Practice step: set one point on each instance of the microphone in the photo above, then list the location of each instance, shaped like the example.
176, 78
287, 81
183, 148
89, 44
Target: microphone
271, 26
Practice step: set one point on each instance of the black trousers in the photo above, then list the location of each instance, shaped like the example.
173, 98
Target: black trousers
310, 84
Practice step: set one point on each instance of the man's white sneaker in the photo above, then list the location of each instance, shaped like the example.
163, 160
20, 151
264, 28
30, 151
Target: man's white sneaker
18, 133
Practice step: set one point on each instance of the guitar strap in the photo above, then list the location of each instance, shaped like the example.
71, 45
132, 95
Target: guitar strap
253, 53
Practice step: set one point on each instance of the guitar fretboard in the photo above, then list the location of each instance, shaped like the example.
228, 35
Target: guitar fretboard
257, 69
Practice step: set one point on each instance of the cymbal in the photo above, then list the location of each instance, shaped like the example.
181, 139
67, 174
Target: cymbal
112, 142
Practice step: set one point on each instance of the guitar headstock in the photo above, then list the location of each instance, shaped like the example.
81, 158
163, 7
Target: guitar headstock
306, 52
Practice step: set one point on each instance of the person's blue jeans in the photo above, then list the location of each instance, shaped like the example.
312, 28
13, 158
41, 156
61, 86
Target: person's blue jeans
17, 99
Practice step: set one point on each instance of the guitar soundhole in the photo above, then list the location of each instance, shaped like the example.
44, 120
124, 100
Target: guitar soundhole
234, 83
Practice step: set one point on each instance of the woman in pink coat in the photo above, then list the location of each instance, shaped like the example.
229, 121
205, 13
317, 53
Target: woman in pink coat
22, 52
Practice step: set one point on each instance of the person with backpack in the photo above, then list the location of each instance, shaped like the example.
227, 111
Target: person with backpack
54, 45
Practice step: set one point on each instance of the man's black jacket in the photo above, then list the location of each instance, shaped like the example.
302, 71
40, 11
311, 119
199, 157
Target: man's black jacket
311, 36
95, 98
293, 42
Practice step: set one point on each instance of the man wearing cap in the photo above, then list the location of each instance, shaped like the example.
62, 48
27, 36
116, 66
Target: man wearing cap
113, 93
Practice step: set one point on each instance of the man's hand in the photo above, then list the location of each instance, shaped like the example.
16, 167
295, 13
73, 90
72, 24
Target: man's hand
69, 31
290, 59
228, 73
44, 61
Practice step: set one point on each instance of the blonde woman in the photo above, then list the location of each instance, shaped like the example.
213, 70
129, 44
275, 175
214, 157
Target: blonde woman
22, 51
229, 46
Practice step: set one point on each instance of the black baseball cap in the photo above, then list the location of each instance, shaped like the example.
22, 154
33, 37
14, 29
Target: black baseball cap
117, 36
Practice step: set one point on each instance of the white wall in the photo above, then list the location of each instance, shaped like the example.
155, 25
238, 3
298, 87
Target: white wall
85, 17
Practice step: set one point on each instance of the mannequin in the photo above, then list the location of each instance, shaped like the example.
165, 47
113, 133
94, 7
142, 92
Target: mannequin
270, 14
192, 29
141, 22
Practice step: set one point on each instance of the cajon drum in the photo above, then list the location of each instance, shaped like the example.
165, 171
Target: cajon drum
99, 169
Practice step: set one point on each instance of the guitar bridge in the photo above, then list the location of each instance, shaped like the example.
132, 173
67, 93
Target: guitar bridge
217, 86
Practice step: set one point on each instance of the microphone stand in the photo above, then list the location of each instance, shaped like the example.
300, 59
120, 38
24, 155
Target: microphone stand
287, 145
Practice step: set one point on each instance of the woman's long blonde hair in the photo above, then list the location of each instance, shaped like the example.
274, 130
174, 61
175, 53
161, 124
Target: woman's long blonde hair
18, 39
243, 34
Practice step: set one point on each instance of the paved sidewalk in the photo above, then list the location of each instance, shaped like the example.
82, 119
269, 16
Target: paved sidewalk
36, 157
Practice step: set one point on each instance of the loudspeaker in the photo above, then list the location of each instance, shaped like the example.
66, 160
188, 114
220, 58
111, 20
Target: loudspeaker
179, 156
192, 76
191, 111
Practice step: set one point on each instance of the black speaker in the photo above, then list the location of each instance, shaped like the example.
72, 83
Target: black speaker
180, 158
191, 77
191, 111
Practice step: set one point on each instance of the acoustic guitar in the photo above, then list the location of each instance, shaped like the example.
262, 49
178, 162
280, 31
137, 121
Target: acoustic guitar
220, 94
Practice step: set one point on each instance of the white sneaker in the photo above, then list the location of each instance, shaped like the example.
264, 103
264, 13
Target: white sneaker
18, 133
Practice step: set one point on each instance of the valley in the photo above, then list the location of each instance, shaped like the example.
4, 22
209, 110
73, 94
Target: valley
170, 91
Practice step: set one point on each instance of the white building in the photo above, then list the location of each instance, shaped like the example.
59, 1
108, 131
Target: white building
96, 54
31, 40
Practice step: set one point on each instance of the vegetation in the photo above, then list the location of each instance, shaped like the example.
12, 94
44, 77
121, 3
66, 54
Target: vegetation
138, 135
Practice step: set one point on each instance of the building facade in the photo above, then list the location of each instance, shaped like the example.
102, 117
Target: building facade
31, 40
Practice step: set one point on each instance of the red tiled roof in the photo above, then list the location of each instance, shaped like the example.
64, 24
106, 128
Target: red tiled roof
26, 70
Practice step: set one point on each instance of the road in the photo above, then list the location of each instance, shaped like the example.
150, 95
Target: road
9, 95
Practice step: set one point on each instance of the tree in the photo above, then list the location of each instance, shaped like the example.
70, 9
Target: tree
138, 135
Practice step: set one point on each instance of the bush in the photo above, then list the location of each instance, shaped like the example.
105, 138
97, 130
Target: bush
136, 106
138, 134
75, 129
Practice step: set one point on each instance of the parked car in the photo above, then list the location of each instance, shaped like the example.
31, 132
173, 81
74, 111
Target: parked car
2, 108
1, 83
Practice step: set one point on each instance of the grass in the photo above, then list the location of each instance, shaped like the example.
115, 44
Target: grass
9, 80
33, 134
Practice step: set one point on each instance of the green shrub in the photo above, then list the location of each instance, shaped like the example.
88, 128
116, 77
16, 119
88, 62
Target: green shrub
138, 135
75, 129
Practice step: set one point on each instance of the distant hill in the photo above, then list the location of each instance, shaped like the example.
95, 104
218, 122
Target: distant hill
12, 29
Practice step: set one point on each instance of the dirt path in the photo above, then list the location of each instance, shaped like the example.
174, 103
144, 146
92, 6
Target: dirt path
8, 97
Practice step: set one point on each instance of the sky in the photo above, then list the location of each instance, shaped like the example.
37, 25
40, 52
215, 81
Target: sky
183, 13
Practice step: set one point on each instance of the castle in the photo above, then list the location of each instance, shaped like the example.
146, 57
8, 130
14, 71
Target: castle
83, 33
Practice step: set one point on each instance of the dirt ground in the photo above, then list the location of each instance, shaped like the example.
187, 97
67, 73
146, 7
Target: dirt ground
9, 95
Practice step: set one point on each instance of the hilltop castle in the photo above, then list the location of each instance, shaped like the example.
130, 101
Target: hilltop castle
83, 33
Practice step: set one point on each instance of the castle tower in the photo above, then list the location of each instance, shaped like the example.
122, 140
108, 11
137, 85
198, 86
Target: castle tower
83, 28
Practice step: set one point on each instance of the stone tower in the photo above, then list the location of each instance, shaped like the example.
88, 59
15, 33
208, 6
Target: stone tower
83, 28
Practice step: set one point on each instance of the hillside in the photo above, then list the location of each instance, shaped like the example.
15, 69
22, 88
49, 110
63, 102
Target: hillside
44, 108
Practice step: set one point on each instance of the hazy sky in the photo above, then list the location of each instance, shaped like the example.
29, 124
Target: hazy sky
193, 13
· · · ·
-- WHAT TO PRODUCE --
Write out every line of the records above word for word, from the first to the last, leaving nothing out and changing nothing.

-- EXERCISE ANSWER --
Practice step: set one point on each instance of the microphone in the photo above, then list the location of each instance, shaped like the example.
176, 78
287, 81
183, 148
89, 44
Target: microphone
271, 26
Practice step: set one point on each instance of the black trousers in the photo above, then list the location of each instance, shaped like the example.
173, 98
Target: black trousers
310, 84
Practice step: set one point on each instance of the man's white sneaker in the photo above, then list the location of each instance, shaped like the example.
163, 160
20, 151
264, 28
30, 151
Target: man's white sneaker
18, 133
Practice step: set one point on each instance of the guitar strap in the photo above, then list the location of each instance, shaped like the example.
71, 45
132, 95
Target: guitar strap
253, 53
Practice step: set one point on each instance of the guitar fretboard in the photo above, then list the location of each instance, shaped like the example.
228, 35
Target: guitar fretboard
257, 69
Practice step: set one point on each instance of the cymbal in the photo above, then list the location of each instance, shaped like the example.
181, 139
67, 174
Target: cymbal
112, 142
Practice step: set one point on each instance of the guitar headstock in the photo above, then list the location of each instance, shaped like the example.
81, 158
163, 7
Target: guitar headstock
306, 52
Practice step: set one point on each instance of the person's blue jeans in the photo above, then list the location of each instance, shaped like the example.
312, 28
13, 158
41, 156
61, 86
Target: person's blue jeans
17, 99
Practice step: set one point on each instance of the guitar soundhole in the photo above, then list the location of each instance, shaped like the example.
44, 120
124, 100
Target: guitar soundhole
234, 83
Practice step: set one point on each instance of the woman in pink coat in the photo above, then list the location of each instance, shaped like the example.
229, 121
205, 13
317, 53
Target: woman in pink coat
22, 52
Practice step: set one point on each instance of the person with backpack in the photo above, then list the location of each instance, shaped like the example.
227, 111
Target: person with backpack
54, 45
Practice step: set one point on each instance of the man's black jacket in the photo above, then list the location of each instance, shaped like the example.
302, 71
40, 11
311, 119
199, 157
Target: man's black jacket
311, 36
95, 98
293, 42
Practice step: set one point on each instance of the man wearing cap in the photo above, then list the location of each instance, shaped like the example.
62, 48
27, 36
116, 66
Target: man wearing cap
113, 93
Practice step: set one point on each instance of the man's hand in the photo above, then list the location of each instance, shaped like the example.
16, 167
295, 13
73, 90
72, 24
Target: man's hand
69, 31
290, 59
228, 73
44, 61
Practice step: set one point on each instance of the blonde woman in the photo above, then list the location of each instance, shaped like the example.
213, 70
129, 44
275, 175
214, 157
Target: blonde woman
22, 51
229, 46
Practice step: set one point on each instance of the black baseball cap in the photo above, then list the location of each instance, shaped like the example.
22, 154
33, 37
14, 29
Target: black baseball cap
117, 36
Practice step: set one point on each instance of the white wall in the photo above, then list the location of each instance, shaped like the example.
155, 25
238, 3
298, 87
Target: white wall
85, 17
Practice step: set one point on each instance of the mannequin in the photo above, then list the location of each instance, shaped like the example.
165, 47
113, 133
94, 7
142, 92
Target: mannequin
270, 14
192, 29
141, 22
Practice step: set one point on each instance of the cajon drum in the photo above, then list the location of each instance, shaped like the example.
165, 171
Target: cajon drum
99, 169
Practice step: set one point on each instance of the guitar bridge in the photo above, then list the location of each instance, shaped like the example.
132, 173
67, 93
Target: guitar bridge
217, 86
Practice step: set one point on each instance of the microphone stand in the photo above, then list the location of each instance, shaped like the example.
300, 59
120, 38
24, 155
Target: microphone stand
287, 145
Practice step: set one point on each instance of the woman's long blonde hair in the photo above, then list the location of each instance, shaped like the example.
274, 130
174, 61
175, 53
161, 124
Target: woman's long blonde hair
18, 39
243, 34
Practice step: set one point on each instance of the paved sidewalk in the photo above, then list the location of each instance, shaped like the example.
82, 119
269, 16
Target: paved sidewalk
36, 157
Practice step: set one point on each instance of the loudspeaker in the photo above, then list the location of each instance, shaped like the example.
66, 160
188, 114
220, 58
111, 20
Target: loudspeaker
179, 156
192, 76
191, 111
Practice step: set one point on each instance of the black speaker in the photo above, then list the location of each instance, shaped like the example.
72, 83
Target: black speaker
180, 158
191, 77
191, 111
Practice step: set one point on each instance of the acoustic guitar in the photo above, then list the location of each instance, shaped like the example.
262, 49
178, 162
280, 31
137, 121
Target: acoustic guitar
220, 94
Practice step: set one point on each instance of the white sneaker in the photo above, then list the location of each instance, shaped like the example.
264, 103
264, 13
Target: white sneaker
18, 133
Practice step: set one point on each instance of the valley in the photo above, then list the location of each instance, shaped like the example.
4, 22
209, 110
73, 94
Target: valley
170, 91
Practice step: set one point on each instance of the white building in the photo above, then list the location of each instance, shaped like the example.
59, 1
108, 131
Target: white building
96, 54
31, 40
Practice step: set one point on each instance of the vegetation in the photo above, then list the location of each instance, shaped like the example.
12, 94
44, 77
121, 3
66, 54
Target: vegetation
138, 135
Practice step: set one point on each instance of the building facade in the photo above, then list the location of each instance, shaped like the example.
102, 117
Target: building facade
31, 40
Practice step: set one point on each instance of the red tiled roof in the photo above, then list the location of each instance, shaped like the example.
64, 24
106, 128
Target: red tiled roof
26, 70
Practice step: set one point on each instance of the road in the photo above, then list the location of each instance, shaped like the example.
150, 95
Target: road
9, 95
Practice step: set one point on each instance of the tree in the photo above, then list the location of each instance, shaped like the example.
70, 9
Target: tree
138, 135
Practice step: set one point on each instance of the bush in the photo above, then list the location of each instance, shaped like the example.
105, 138
97, 130
Target: bush
136, 106
138, 134
75, 129
Practice step: set one point on each instance of the parked car in the photo above, then list the location of each instance, shaped like the example.
31, 132
173, 81
74, 111
Target: parked car
2, 108
1, 83
Practice step: set one point on each instance of the grass in the photo above, then list the location of each instance, shaped like the example.
115, 44
Target: grass
9, 80
33, 134
Practice step: set one point on each instance of the green shrub in the photo above, then list the location of each instance, shaped like the example.
88, 128
116, 77
16, 119
88, 62
Target: green shrub
138, 135
75, 129
Practice step: set one point on each instance of the distant hill in the photo above, then list the location of each instance, shaped like the example.
95, 104
218, 122
Target: distant hill
12, 29
Practice step: set one point on each instance of the dirt path in the photo above, then list the location of each instance, shaped like the example.
174, 103
144, 146
92, 6
Target: dirt path
8, 97
Practice step: set one point on each instance of the sky in the photo above, then list the location of each instance, shaped like the example.
37, 25
40, 52
215, 81
Target: sky
183, 13
Practice step: set one point on each instance of the castle in the photo above, then list the location of each instance, shaped like the example.
146, 57
8, 130
14, 71
Target: castle
83, 33
Practice step: set one point on each instance of the dirt ground in the photo above, then list the location of each instance, shaped like the example.
187, 97
67, 73
146, 7
Target: dirt ground
9, 95
Practice step: set one point on each instance of the hilltop castle in the photo above, then list the location of each instance, shaped like the example.
130, 101
Target: hilltop castle
83, 33
Practice step: set one point on each instance of the castle tower in the photo above, then list the location of each instance, shaped like the example.
122, 140
108, 11
137, 85
198, 86
Target: castle tower
83, 28
Practice step: set one point on each instance of the stone tower in the photo above, then list the location of each instance, shaped like the example.
88, 59
15, 33
208, 6
Target: stone tower
83, 28
Practice step: set one point on each instance of the hillside in the photo above, then list the location of each instance, shaped like the example.
15, 69
22, 88
49, 110
63, 102
Target: hillside
44, 108
Practice step: set one point on each instance of the hazy sky in the photo above, then list the location of each instance, shaped like the example.
29, 124
Target: hazy sky
193, 13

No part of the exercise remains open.